Rows from a pointing dataset:
-*-*-

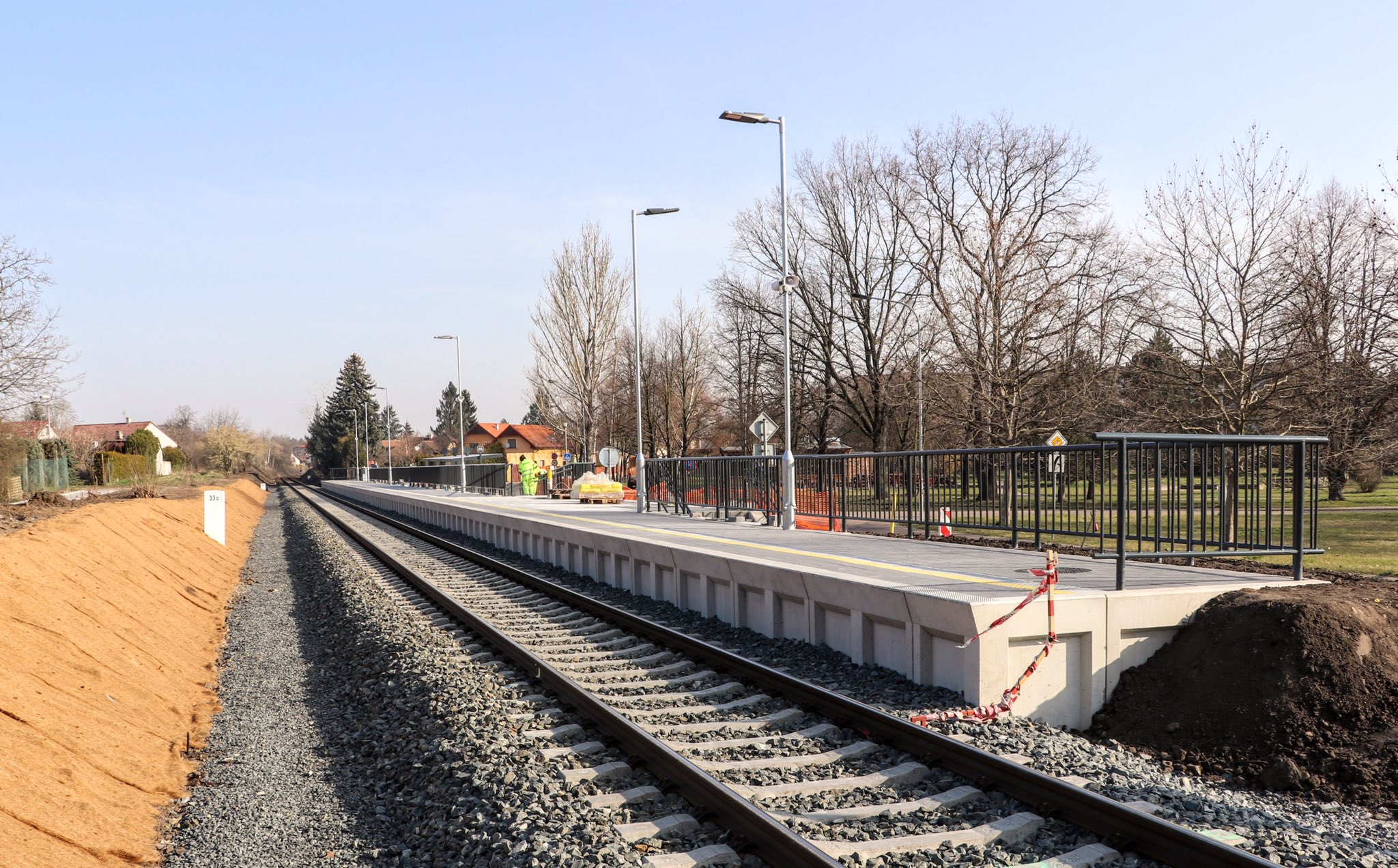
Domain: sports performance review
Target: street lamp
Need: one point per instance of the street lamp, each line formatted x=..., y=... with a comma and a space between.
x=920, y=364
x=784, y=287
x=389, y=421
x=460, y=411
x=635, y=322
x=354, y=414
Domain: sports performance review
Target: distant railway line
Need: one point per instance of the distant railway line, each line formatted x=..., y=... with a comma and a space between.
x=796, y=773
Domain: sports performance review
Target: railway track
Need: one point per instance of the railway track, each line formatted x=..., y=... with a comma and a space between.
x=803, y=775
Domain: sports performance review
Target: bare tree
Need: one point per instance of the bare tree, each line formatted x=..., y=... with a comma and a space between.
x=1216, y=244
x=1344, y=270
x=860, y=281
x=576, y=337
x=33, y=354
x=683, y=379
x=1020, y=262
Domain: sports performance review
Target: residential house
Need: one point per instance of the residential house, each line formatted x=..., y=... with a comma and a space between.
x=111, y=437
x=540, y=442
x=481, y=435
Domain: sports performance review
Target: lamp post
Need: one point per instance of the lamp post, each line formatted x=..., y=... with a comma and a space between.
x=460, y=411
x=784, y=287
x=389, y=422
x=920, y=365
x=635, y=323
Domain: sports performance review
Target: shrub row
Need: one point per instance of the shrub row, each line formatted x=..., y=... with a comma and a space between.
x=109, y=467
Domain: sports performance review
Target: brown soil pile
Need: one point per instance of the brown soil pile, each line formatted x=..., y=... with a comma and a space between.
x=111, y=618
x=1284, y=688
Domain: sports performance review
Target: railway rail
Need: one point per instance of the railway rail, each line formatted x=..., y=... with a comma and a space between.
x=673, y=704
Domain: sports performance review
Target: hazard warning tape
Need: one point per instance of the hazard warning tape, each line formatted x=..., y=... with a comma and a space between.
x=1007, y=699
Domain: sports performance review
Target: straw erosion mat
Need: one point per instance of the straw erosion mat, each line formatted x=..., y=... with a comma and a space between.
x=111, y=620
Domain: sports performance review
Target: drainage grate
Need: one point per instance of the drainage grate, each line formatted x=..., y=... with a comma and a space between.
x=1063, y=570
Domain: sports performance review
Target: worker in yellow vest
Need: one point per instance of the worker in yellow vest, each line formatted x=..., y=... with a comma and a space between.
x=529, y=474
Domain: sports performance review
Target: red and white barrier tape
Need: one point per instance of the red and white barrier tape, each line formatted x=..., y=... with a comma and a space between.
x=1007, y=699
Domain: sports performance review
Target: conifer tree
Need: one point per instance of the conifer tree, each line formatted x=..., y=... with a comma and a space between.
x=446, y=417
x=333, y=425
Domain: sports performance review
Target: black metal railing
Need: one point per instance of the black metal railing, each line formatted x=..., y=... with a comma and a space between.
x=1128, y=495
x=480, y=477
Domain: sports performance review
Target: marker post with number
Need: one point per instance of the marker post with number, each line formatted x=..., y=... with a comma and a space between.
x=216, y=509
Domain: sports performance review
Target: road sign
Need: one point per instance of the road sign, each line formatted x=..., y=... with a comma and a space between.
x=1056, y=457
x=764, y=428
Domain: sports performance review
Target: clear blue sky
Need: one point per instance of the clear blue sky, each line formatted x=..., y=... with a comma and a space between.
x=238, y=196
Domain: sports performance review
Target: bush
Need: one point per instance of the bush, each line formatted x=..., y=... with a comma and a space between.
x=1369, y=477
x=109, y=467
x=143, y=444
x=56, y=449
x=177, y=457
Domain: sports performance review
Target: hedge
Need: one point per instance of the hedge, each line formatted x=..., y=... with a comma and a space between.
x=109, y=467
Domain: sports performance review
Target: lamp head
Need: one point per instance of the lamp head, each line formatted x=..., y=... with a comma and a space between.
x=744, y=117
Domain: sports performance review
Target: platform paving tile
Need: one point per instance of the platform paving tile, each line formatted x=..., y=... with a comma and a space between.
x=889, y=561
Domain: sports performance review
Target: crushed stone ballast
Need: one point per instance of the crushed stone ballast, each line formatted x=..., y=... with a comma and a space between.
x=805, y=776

-*-*-

* **EXERCISE TASK**
Convert the data into a two-column CSV with the headers "request" and "answer," one row per request, with each request's text and its answer in separate quoted fields and every line break replaced by a space. Begin at the start of the data, stop after the line that has "x=1020, y=262", and omit the pictures.

* **SOLUTION TO THE PROBLEM**
request,answer
"Domain: sports performance review Target: street lamp Need: one point per instance of the street lamp, each line formatted x=..., y=... with a comma and a space between.","x=920, y=364 x=784, y=287 x=389, y=421 x=460, y=411 x=635, y=322 x=354, y=414"
"Domain: sports performance review Target: distant railway line Need: one point per instance of the distant railway line, each line formatted x=..., y=... with a comma and a space between.","x=796, y=773"
"Domain: sports performance review Target: railway track Need: one point per instance of the railway track, each line formatted x=..., y=... with a comma and a space between.","x=803, y=775"
"Domain: sports performance review Target: bare tree Need: one point per instance of the bare tree, each line formatted x=..., y=... with a comma and a space between.","x=1216, y=244 x=1344, y=270 x=860, y=281 x=576, y=337 x=33, y=354 x=683, y=379 x=1020, y=262"